Source extract:
────────────────

Problems & Puzzles: Problems

Problem 3.- Erdos Conjecture

N = n - 2k =prime, for all k such that 2<=2k <n, only for n=4,7,15,21,45,75 105)

Similar to the Pomerance observation, Erdös observation got a simple relation "crowded" with primes.

This conjecture has been empirically verified until 277 by Uchiyama & Yorinaga.

Do you wan to try to extend the range ? Or to prove that there is no other numbers ? Can you construct a similar interesting question like or related with this of Erdös?

(Ref. 2, p. 42)


At last, a first strong hit on this problem. Imran Ghory has produced (15/9/2000) an almost-solution to this conjecture showing that any further solution larger than 105 - if any - must end in 5, using an extremely simple reasoning. So the Conjecture is now reduced to deal with only one type of numbers. This is his e-mail:

"I've managed to almost to prove Problem 3 (Erdos Conjecture), but I'm stuck at the final hurdle; in developing the proof I've managed to show that any further solutions have to be multiples of 165.

────────────────

Given records:
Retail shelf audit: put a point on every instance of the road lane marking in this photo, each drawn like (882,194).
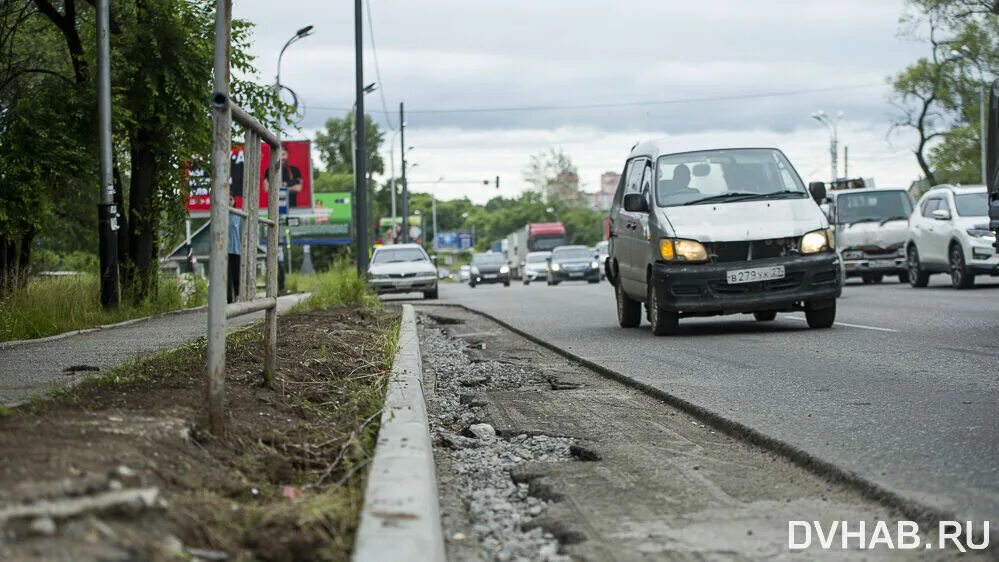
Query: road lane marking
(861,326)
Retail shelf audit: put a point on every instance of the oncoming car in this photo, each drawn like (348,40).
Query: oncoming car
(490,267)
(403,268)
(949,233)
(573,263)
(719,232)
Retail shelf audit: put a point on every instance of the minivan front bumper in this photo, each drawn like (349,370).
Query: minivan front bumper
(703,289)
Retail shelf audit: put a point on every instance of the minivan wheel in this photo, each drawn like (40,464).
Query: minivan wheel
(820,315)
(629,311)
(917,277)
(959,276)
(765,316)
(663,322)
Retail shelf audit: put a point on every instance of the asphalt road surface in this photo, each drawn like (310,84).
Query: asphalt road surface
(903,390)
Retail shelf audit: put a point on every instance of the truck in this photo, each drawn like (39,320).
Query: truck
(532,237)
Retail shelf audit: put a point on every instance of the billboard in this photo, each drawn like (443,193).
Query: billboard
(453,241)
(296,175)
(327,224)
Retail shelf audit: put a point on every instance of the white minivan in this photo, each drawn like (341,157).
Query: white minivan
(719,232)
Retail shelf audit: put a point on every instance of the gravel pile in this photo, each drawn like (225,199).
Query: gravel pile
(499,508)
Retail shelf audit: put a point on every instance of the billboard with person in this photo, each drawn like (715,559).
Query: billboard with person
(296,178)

────────────────

To-do list:
(a) Answer these questions from the Erdös conjecture page:
(i) Up to what value was the conjecture empirically verified, and by whom?
(ii) On what date did Imran Ghory produce his almost-solution?
(iii) What reference and page does the page cite?
(b) For each statement, say yes or no according to the Erdös conjecture page, and quote the words that decide it:
(i) 105 is one of the listed values of n.
(ii) Imran Ghory completed a full proof of the conjecture.
(iii) The conjecture was empirically verified up to 1000.
(c) Please carry on the Erdös conjecture page from its last sentence.
None of the data is needed here.

Responses:
(a)
(i) 277, by Uchiyama & Yorinaga
(ii) 15/9/2000
(iii) Ref. 2, p. 42

(b)
(i) Yes: "only for n=4,7,15,21,45,75 105)"
(ii) No: "I've managed to almost to prove Problem 3 (Erdos Conjecture), but I'm stuck at the final hurdle"
(iii) No: "This conjecture has been empirically verified until 277 by Uchiyama & Yorinaga."

(c)
Here's my partial proof. For ease I use the definition: lad(x)=Last digit of x. Firstly we can exclude multiples of 2, so the lad(n) cannot be {0,2,4,6,8}. When lad(n)=7, 7-(2^1) means that for every lad(n)=7 there exist a non-prime in the form 5x+2.

By the same technique lad(n)=9, 9-(2^2) and for lad(n)=1, 1-(2^4) will mean that in the formula n-2^k, k has a value which means that the formula results in a multiple of 5.

All values of n for which lad(n)=3 can be excluded for the following reason, if lad(n)=3, n can be expressed in the form 10x-7. If we subtract 2^3 from this equation we get, 10x-15, an equation which factorizes by 5.

So we can extend our initial exclusion area to include {0,1,2,3,4,6,7,8,9}. This only leaves us with the problem of numbers which have lad(n)=5.

I have only made partial progress for these numbers, I've broken the numbers left into a set of equations. In the brackets I've included the number (power of two) which needs to be subtracted in order for the equation to be factorized.

15x+5 (- 2^1)
15x+10 (- 2^2)

55x+5 - (2^4)
55x+10 - (2^5)
55x+15 - (2^2)
55x+20 - (2^6)
55x+25 - (2^8)
55x+30 - (2^3)
55x+35 - (2^1)
55x+40 - (2^7)
55x+45 - (2^10)
55x+50 - (2^9)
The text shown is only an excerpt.